▸ Passage
** START **
In 1979, Woody Allen directed a film called Manhattan: half a love story about neurotic, self-obsessed intellectuals, half a gauzy Valentine to all the nooks and crannies of a city the filmmaker adored, filmed in unmentionably gorgeous black-and-white 70mm by the legendary Gordon Willis. And much as Annie Hall has been echoed consciously or subconsciously in virtually every romantic comedy to come out since, so has Manhattan influenced more movies than I could count. But never have I seen a film so obviously affected by the Allen picture as In Search of a Midnight Kiss, a Los Angeles-based indie romance from writer-director Alex Holdridge.

I'm well aware that comparing Midnight Kiss to Manhattan is quickly becoming a cliché, but it seems impossible to avoid doing it: that the film is desperately anxious for the audience to make that connection is clear from the very opening monologue, a slacker's proem set to, yes, jazz music. I should feel a crank not to indulge. The only other thing it wants to be quite so baldly is a next-gen version of Richard Linklater's Before Sunrise and Before Sunset, with which it shares a producer. And which are also films that have generated no small number of imitators and even a kind of subgenre: the Angsty Walk-'n-Talk.

It's not ipso facto bad that the movie doesn't really have anything in the way of originality. Just that the whole time you're watching it, you have to try really hard to not keep thinking about those other movies, which for the most part, Midnight Kiss can't compete with. And the fact that I had to qualify that with "for the most part" is its own kind of triumph. Above all else, it really does work as a paean to Los Angeles, a city where more movies have been shot than any other in the history of the world, which nevertheless only rarely ever seems to have a personality or a history to it. Shot in high-contrast black-and-white video, there are moments of true beauty that showcase an angle of L.A. that most of us have never considered, where the buildings are old but classic-looking, and the streets are filled with people who aren't movie stars. The artificial visual style makes it all seem a little unreal, and a little timeless, and by and large, this is one of the only times in history that I've felt the city looked nice enough to actually live in. Now to be fair, the film certainly looks rough-hewn (it suffers in multiple places from jutter and artifacting, banes of digital video that don't often make it into commercially released projects), but rather than suggesting cheapness, this simply makes the film seem more personal and intimate, like a home video made only for private consumption.
** END **
▸ Source material
** START **
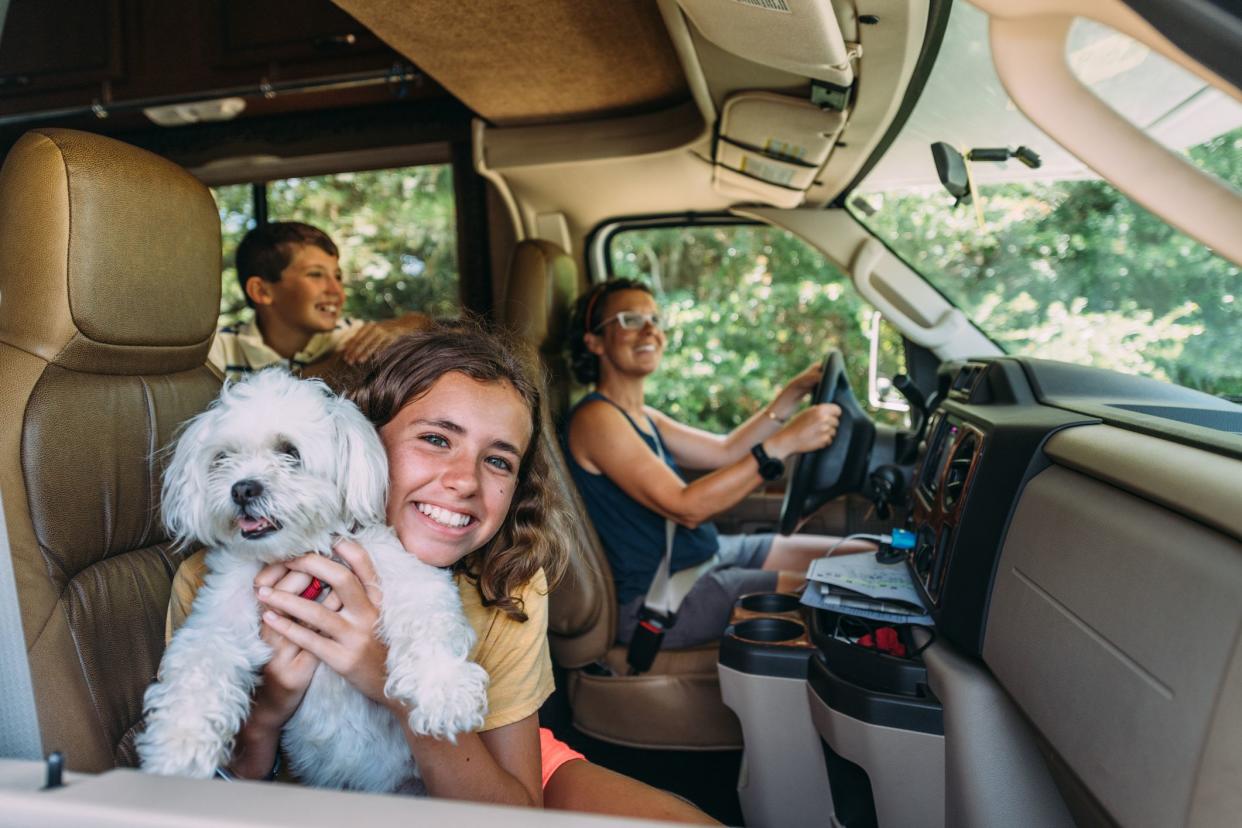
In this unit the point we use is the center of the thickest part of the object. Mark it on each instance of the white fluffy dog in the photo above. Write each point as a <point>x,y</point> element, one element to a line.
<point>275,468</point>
** END **
▸ Written exercise
Continue the review of In Search of a Midnight Kiss from where it stops.

▸ Task response
The city portrait isn't as important to the film as it is in e.g. Manhattan, and that brings us to the much more typical and much less exciting plot of the film. 30-year-old Wilson (Scoot McNairy, whose name I am going to assume to be a stage name, if only because the terror of parents naming a child "Scoot" does not fit into my worldview) has been living in L.A. for three months trying and failing to sell a screenplay or get over his break-up from his girlfriend of many, many years, who stayed behind in Texas. On the morning of New Year's Eve, his roommate Jacob (Brian McGuire) catches him masturbating to a picture of Jacob's girlfriend Min (Kathleen Luong), Photoshopped onto a porn model's head; perhaps incidentally, Jacob and Min encourage Wilson to consider using Craigslist that very afternoon to find a girl to spend the countdown to midnight with. Writing a post referring to himself as "The Misanthrope", Wilson ends up making plans with chain-smoking Vivian (Sara Simmonds), herself freshly off of a break-up.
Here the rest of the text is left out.